Exercise: The whole of the data is to be returned without a single change.

++++ Excerpted data ++++

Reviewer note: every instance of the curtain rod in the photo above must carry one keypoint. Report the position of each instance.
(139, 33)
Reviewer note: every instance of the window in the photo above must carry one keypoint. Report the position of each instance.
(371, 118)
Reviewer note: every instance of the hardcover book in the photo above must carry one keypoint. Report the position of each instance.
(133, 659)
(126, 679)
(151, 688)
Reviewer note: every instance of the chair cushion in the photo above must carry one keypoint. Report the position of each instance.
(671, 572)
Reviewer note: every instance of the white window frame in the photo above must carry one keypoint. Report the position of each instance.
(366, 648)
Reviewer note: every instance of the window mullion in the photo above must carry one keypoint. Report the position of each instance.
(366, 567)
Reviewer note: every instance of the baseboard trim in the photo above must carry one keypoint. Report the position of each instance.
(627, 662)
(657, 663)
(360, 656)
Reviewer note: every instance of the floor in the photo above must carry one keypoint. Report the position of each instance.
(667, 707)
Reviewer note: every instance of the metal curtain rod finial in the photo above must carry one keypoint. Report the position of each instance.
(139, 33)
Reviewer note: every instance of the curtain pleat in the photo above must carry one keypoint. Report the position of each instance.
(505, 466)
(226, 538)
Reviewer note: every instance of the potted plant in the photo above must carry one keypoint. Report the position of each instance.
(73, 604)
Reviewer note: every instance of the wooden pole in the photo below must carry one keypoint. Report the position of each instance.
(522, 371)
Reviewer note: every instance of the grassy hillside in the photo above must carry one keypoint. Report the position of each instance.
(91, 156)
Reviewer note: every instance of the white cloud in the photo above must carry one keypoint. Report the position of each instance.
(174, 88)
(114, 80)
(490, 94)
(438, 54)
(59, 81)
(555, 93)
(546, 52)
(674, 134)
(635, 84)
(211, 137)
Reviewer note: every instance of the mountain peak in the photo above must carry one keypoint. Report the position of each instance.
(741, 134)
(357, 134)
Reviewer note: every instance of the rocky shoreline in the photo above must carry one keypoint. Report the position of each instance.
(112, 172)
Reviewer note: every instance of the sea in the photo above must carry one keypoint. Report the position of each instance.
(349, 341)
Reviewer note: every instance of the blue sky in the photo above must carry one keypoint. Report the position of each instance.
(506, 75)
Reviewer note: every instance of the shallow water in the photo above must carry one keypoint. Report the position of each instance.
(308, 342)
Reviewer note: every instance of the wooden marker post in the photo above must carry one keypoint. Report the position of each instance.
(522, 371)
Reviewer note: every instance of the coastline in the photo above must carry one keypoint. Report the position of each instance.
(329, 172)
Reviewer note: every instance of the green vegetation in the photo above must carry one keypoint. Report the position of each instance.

++++

Task answer:
Reviewer note: every instance of the curtain rod in the photo above must carry one keypoint. Report the position of each instance.
(139, 33)
Reviewer note: every instance of the window in the photo above must carry one keypoint. Report the position of each instance.
(371, 118)
Reviewer note: every instance of the hardcover book in the photo above must carry one keypoint. Report the position of each instance.
(133, 659)
(126, 679)
(151, 688)
Reviewer note: every instance of the chair cushion in the photo above must carry one keypoint. Report the position of each instance.
(671, 572)
Reviewer note: every instance of the white window frame in the photo above must carry one keypoint. Report the position of each instance.
(366, 648)
Reviewer note: every instance of the window mullion in the photo above must carry one keypoint. Report the position of each instance.
(366, 567)
Reviewer note: every instance of the baseboard trim in the photo above must carry one keypoint. Report the position of each instance.
(627, 662)
(657, 663)
(360, 656)
Reviewer note: every instance of the floor in the photo above must carry one keypoint. Report the position of each instance.
(667, 707)
Reviewer note: every instance of the metal curtain rod finial in the photo above must carry one keypoint. Report the position of each instance.
(139, 33)
Reviewer note: every instance of the curtain pleat in the photo above must carry one keypoint. Report the position of each instance.
(505, 466)
(226, 538)
Reviewer note: every instance of the potted plant in the photo above must carry one keypoint. Report the position of each instance.
(73, 604)
Reviewer note: every instance of the wooden pole in the photo below must carry one keypoint. Report the position of each instance.
(522, 371)
Reviewer note: every instance of the grassy hillside in the photo above must carry one keypoint. Report the position of each instance.
(91, 156)
Reviewer note: every instance of the white cloud in the photo above must carry one keypoint. Report the position of each instance.
(174, 88)
(114, 80)
(490, 94)
(438, 54)
(59, 81)
(555, 93)
(546, 52)
(674, 134)
(635, 84)
(211, 137)
Reviewer note: every instance of the mountain peak in the photo above must carry one keypoint. Report the position of each instance.
(741, 134)
(357, 134)
Reviewer note: every instance of the rocky shoreline in the photo above must carry one keypoint. Report the position of each instance.
(112, 172)
Reviewer note: every instance of the sea in the photo above must carry one keypoint. Report the position of each instance.
(349, 341)
Reviewer note: every instance of the blue sky in the photo above must carry one keypoint. Report the position of each instance.
(506, 75)
Reviewer note: every instance of the shallow water in the photo above must carry one keypoint. Report the position of each instance.
(308, 342)
Reviewer note: every instance of the wooden marker post in the photo above must carry one keypoint. Report the position of each instance.
(522, 371)
Reviewer note: every instance of the coastline in the photo above must carry one keypoint. Report the position of each instance.
(329, 172)
Reviewer note: every instance of the green vegetation in the photo above must carry one keypoint. Report the position of each instance.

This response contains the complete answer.